**TEXT:**
* BEGIN *

Studio album by Saori Atsumi
- Released: March 21, 2007
- Label: Lantis

= Tokyo Cramzy Days =

Tokyo Clumsy Days (東京クラムジーデイズ) is an album by Saori Atsumi. The album contains multiple tracks previously used in anime: "Biidama" is the ending theme to Genshiken, "Mōsukoshi… Mōsukoshi…" is the ending theme to Midori Days, and "Ai" is the opening theme to the Kujibiki♥Unbalance television series.

* END *

(Data listing)
* BEGIN *

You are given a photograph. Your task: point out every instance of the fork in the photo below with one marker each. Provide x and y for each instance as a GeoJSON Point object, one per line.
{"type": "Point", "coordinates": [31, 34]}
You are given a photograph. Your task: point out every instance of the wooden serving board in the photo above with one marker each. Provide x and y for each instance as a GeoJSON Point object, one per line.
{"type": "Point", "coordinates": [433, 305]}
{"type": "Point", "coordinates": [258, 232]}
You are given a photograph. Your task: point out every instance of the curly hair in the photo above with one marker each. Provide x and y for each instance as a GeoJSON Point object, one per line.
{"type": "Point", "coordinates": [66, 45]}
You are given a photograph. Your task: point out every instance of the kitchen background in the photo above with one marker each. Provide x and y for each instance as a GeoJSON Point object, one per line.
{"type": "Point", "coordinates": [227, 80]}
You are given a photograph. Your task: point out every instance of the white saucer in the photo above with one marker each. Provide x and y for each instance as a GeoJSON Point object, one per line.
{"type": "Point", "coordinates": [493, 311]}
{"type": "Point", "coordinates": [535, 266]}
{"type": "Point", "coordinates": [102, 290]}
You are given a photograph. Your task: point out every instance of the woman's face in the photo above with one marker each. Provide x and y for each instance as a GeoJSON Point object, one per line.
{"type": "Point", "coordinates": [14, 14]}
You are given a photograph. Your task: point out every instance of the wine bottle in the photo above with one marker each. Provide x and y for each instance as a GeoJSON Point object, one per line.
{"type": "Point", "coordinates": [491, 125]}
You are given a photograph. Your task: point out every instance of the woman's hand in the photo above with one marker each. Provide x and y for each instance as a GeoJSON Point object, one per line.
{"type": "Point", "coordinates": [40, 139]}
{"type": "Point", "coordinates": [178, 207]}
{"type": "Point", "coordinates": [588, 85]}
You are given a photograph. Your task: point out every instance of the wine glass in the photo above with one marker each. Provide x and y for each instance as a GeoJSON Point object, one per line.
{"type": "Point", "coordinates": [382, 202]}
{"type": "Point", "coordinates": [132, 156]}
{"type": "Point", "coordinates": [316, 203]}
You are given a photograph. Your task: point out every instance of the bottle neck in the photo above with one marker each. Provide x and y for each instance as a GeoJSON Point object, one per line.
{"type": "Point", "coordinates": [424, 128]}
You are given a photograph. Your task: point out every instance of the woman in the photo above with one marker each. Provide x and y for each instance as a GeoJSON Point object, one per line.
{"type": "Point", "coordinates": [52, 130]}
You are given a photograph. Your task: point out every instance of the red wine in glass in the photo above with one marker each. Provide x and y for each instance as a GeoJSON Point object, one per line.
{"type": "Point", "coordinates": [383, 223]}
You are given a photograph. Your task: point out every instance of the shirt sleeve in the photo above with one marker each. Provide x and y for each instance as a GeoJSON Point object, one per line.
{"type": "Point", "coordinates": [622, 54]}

* END *

**DIRECTIONS:**
• A. List the track titles named in the album article.
• B. Pick out every line of the rows that contains the string "woman".
The album article and the rows have no connection to each other.

**ANSWERS IN ORDER:**
• A.
"Biidama"
"Mōsukoshi… Mōsukoshi…"
"Ai"

• B.
You are given a photograph. Your task: point out every instance of the woman's face in the photo above with one marker each. Provide x and y for each instance as a GeoJSON Point object, one per line.
You are given a photograph. Your task: point out every instance of the woman's hand in the photo above with one marker each. Provide x and y for each instance as a GeoJSON Point object, one per line.
You are given a photograph. Your task: point out every instance of the woman in the photo above with one marker each. Provide x and y for each instance as a GeoJSON Point object, one per line.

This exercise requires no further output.